Reading text:
****************************************

The Present Status of Xenotransplantation and its Potential Role in the Treatment of End-Stage Cardiac and Pulmonary Diseases

Report of the Xenotransplantation Advisory Committee of the ISHLT

Published 1 December 2000

D.K.C. Cooper, MD; A.M. Keogh, MD; J. Brink; P.A. Corris; W. Klepetko, MD; R.N. Pierson III, MD; M. Schmoeckel, MD; R. Shirakura, MD; L. Warner Stevenson, MD

J Heart Lung Transplant. 2000 Dec;19(12):1125-65

  • Advanced Heart Failure & Transplantation
  • Advanced Lung Failure & Transplantation
  • Cardiology
  • Cardiothoracic Surgery
  • Consensus Document
  • Publications & Journals
  • Pulmonology
  • Research & Immunology
  • Standards & Guidelines

An urgent and steadily increasing need exists worldwide for a greater supply of donor thoracic organs. Xenotransplantation offers the possibility of an unlimited supply of hearts and lungs that could be available electively when required. However, antibody-mediated mechanisms cause the rejection of pig organs transplanted into non-human primates, and these mechanisms provide major immunologic barriers that have not yet been overcome.

In August 1999, ISHLT established a Xenotransplantation Advisory Committee to develop a paper on the the present status of xenotransplantation (XTx) and its potential role in the future of treating patients with end-stage cardiac and pulmonary diseases. The committee was made up of members from a wide geographic background and diverse professional interest to consider the topic in a global context.

****************************************

Supplied material:
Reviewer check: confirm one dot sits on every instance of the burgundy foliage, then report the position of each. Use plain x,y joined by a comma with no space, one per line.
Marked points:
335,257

****************************************

What you need to do:
**A.** Name each author of the xenotransplantation report whose name is followed by "MD".
**B.** Write the next part of the xenotransplantation report, picking up after its last sentence.
The material above has nothing to do with the xenotransplantation report.

Answer section:
**A.** D.K.C. Cooper, A.M. Keogh, W. Klepetko, R.N. Pierson III, M. Schmoeckel, R. Shirakura, L. Warner Stevenson

**B.**
Members considered the need for a new source of thoracic organs for transplantation; the potential of XTx to fulfill this need in comparison with other therapeutic modalities; the immune barriers and potential complications of clinical XTx; as well as some of its ethical, regulatory, and financial aspects. They also considered the results believed to be necessary in experimental models before progression to a clinical trial should be undertaken, the criteria for patient selection for the initial clinical trials, and the results necessary in the clinical trials to further pursue this field of therapy. The group also assessed whether the state of the science was adequate at this stage to initiate a clinical trial, what regulatory mechanisms would be advisable to oversee such a trial, and who or what body should financially support such a trial.

This document presents a number of conclusions from the ISHLT Xenotransplantation Advisory Committee on the current status of xenotransplantation with regard to thoracic organs, and provides recommendations relating to eventual clinical trials.